[START OF EXTRACTED DATA]

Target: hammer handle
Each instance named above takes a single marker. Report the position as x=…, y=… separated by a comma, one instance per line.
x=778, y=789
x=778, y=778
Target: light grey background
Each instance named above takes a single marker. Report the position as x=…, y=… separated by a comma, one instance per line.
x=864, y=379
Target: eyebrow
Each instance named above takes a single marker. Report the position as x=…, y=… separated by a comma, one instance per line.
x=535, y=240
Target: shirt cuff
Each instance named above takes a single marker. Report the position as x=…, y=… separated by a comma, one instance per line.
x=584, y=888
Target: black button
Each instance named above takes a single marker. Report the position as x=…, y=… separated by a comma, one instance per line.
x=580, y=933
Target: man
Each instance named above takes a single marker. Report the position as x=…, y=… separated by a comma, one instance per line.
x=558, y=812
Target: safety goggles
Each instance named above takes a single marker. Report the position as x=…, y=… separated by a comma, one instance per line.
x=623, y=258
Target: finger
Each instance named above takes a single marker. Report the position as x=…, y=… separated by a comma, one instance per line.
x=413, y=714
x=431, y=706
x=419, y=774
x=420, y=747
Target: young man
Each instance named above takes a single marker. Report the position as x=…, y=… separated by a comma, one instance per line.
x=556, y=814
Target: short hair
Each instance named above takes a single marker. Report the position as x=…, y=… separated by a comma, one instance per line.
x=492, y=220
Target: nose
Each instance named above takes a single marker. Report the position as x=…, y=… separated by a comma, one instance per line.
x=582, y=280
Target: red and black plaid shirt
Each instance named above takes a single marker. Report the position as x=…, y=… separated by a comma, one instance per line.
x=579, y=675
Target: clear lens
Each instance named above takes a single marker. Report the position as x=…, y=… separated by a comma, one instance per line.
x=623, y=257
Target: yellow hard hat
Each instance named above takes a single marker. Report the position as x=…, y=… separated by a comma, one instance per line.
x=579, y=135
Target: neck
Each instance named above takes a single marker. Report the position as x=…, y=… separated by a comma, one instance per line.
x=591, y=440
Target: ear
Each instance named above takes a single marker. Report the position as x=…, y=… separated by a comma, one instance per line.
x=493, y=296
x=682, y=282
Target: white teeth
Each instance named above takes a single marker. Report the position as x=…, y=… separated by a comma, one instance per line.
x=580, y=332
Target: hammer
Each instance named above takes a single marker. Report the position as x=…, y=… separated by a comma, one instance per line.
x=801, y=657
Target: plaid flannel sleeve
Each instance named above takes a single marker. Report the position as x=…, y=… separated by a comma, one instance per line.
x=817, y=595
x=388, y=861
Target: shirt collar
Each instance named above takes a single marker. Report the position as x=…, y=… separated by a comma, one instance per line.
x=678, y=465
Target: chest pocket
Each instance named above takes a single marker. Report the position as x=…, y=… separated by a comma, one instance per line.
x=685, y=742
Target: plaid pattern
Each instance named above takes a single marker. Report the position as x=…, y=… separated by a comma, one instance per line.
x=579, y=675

[END OF EXTRACTED DATA]

== TASK DESCRIPTION ==
Copy out all of the lines above again, word for word, keeping their order and punctuation.

== FINISHED TASK ==
Target: hammer handle
Each instance named above takes a single marker. Report the position as x=…, y=… separated by a comma, one instance per line.
x=778, y=789
x=778, y=778
Target: light grey background
Each instance named above takes a single marker. Report the position as x=…, y=… separated by a comma, one instance per line.
x=864, y=379
Target: eyebrow
Each instance named above takes a single marker. Report the position as x=…, y=… separated by a comma, one instance per line.
x=535, y=240
Target: shirt cuff
Each instance named above takes a single marker. Report the position as x=…, y=… separated by a comma, one instance per line.
x=584, y=888
Target: black button
Each instance named above takes a single marker. Report the position as x=…, y=… separated by a comma, one instance per line.
x=580, y=933
Target: man
Each instance named above takes a single marker. Report the position as x=…, y=… separated by a comma, one instance per line.
x=558, y=812
Target: safety goggles
Each instance named above takes a single marker. Report the position as x=…, y=… separated by a comma, one instance per line.
x=623, y=258
Target: finger
Each instance named above takes a single marker. Report the position as x=…, y=… separated by a comma, one instance per line.
x=413, y=714
x=431, y=706
x=419, y=774
x=420, y=747
Target: young man
Each instance named above takes a single marker. Report the position as x=…, y=… separated by a comma, one instance per line.
x=556, y=814
Target: short hair
Each instance named above takes a single marker. Report the position as x=…, y=… separated by a comma, one instance per line.
x=492, y=220
Target: nose
Each instance named above takes a single marker. Report the position as x=…, y=… separated by a comma, one instance per line.
x=582, y=280
Target: red and black plaid shirt
Each instance named above takes a single marker. Report the position as x=…, y=… separated by a comma, one instance per line.
x=579, y=675
Target: clear lens
Each instance named above takes a single marker. Report the position as x=…, y=… separated by a comma, one instance per line.
x=623, y=257
Target: yellow hard hat
Each instance named above takes a single marker. Report the position as x=…, y=… separated by a comma, one instance per line.
x=579, y=135
Target: neck
Each instance named above takes a single marker. Report the position as x=…, y=… separated by a comma, one instance per line.
x=591, y=440
Target: ear
Each instance named above takes a single marker. Report the position as x=…, y=… separated by a comma, one instance per line.
x=493, y=296
x=682, y=282
Target: white teeth
Each instance named above takes a single marker. Report the position as x=…, y=… separated by a comma, one instance per line.
x=580, y=332
Target: hammer
Each instance named above takes a single marker. Report the position as x=…, y=… separated by a comma, one instance per line.
x=801, y=657
Target: plaid flannel sleeve
Each instance named above takes a single marker. Report the position as x=…, y=… separated by a comma, one instance per line.
x=817, y=595
x=388, y=861
Target: shirt collar
Each instance named above takes a single marker. Report the position as x=…, y=… separated by a comma, one instance per line.
x=678, y=465
Target: chest pocket
Each instance named above takes a single marker. Report the position as x=…, y=… separated by a comma, one instance per line.
x=685, y=742
Target: plaid pattern
Each instance named above takes a single marker. Report the position as x=…, y=… separated by a comma, one instance per line.
x=579, y=675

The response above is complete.